(Mask labeling examples)
____________________

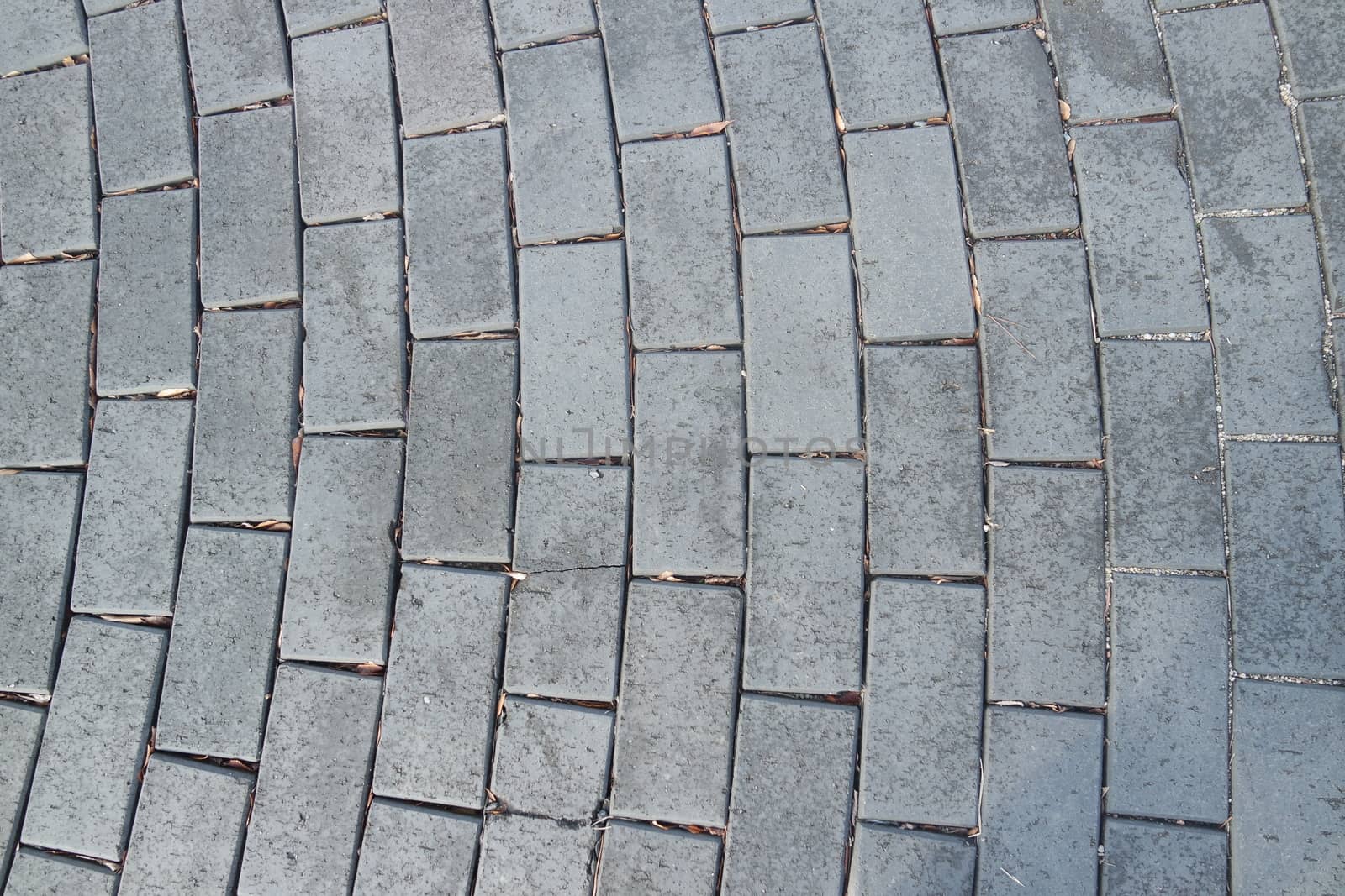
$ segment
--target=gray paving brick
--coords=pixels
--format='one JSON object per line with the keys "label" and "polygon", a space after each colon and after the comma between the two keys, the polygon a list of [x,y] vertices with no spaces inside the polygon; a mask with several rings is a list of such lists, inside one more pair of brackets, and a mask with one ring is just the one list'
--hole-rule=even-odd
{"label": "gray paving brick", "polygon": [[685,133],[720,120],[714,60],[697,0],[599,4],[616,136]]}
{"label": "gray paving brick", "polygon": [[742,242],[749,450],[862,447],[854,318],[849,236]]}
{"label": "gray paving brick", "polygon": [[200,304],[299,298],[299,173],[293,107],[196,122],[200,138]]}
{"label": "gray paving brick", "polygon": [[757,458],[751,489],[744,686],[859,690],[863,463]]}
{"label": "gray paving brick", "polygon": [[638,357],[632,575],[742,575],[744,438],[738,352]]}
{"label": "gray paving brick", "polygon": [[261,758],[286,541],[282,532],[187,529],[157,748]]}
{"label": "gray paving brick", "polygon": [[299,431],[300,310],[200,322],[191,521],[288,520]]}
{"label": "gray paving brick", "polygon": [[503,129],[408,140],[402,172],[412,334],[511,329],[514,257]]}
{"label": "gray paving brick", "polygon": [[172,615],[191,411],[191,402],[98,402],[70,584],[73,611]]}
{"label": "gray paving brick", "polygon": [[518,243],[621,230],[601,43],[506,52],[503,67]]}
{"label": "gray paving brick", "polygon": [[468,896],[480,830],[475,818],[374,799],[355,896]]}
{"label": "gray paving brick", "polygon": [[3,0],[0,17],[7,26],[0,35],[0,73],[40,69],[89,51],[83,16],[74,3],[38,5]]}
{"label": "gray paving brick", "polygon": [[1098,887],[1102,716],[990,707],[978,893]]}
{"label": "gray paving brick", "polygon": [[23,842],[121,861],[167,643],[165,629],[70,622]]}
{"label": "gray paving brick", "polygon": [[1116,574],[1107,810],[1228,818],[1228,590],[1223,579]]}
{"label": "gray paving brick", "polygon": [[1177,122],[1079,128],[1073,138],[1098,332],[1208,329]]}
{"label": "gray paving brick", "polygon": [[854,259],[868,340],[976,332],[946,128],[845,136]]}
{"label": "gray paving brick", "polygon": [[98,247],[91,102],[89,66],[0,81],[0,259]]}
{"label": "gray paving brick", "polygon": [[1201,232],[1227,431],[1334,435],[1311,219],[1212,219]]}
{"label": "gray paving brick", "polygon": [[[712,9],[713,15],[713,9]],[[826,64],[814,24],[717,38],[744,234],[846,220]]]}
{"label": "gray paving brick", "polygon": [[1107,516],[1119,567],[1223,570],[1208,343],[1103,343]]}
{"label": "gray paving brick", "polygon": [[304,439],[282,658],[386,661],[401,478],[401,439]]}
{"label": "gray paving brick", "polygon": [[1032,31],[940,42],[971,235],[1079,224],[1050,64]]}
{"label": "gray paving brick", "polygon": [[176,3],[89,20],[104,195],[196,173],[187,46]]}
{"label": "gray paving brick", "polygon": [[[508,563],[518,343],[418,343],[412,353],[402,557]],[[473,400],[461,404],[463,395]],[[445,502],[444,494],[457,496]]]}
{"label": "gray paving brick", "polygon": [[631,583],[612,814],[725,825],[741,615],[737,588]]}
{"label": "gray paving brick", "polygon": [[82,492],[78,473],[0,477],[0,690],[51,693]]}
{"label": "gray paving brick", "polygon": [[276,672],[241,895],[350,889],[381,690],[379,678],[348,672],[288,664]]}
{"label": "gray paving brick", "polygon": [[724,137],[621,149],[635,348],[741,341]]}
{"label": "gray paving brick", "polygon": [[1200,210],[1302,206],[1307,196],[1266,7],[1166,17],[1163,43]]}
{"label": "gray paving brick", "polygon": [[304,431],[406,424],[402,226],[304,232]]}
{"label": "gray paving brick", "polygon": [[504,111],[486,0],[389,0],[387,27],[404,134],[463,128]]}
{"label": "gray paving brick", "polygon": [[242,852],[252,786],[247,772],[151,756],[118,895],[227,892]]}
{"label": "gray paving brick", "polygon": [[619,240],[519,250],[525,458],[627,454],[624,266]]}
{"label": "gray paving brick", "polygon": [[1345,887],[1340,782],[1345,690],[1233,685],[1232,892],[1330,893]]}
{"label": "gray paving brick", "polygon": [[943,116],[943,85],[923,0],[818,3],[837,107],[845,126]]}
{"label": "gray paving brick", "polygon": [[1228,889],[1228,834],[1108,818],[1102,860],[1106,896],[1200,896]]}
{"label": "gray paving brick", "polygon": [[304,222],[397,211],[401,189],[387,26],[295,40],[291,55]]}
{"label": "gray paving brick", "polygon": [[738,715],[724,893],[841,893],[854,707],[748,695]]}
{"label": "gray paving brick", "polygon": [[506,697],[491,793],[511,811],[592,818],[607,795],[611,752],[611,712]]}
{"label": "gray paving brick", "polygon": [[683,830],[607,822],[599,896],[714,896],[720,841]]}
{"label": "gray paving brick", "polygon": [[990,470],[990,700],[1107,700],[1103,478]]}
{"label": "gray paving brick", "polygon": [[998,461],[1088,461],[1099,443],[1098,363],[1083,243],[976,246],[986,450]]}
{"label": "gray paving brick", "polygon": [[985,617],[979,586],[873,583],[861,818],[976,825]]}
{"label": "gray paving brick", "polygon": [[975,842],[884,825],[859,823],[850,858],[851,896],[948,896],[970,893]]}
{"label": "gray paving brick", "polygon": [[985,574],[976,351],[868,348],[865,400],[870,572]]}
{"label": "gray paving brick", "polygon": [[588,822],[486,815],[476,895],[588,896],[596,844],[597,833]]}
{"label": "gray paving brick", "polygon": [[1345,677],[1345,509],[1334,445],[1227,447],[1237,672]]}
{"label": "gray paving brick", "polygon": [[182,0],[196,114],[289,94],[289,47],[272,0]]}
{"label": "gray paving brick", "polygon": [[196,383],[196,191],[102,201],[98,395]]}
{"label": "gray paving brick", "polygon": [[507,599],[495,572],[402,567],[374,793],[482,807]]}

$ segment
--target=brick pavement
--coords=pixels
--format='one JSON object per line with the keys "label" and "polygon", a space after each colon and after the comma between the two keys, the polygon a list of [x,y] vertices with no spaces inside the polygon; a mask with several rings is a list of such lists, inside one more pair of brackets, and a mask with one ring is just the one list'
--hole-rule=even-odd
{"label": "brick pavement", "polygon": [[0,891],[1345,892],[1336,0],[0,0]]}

____________________

→ Description of the task
Which lines in the data above contain the string "pavement"? Copy each one, and treat uppercase and lowercase as different.

→ The result
--target=brick pavement
{"label": "brick pavement", "polygon": [[0,891],[1345,892],[1336,0],[0,0]]}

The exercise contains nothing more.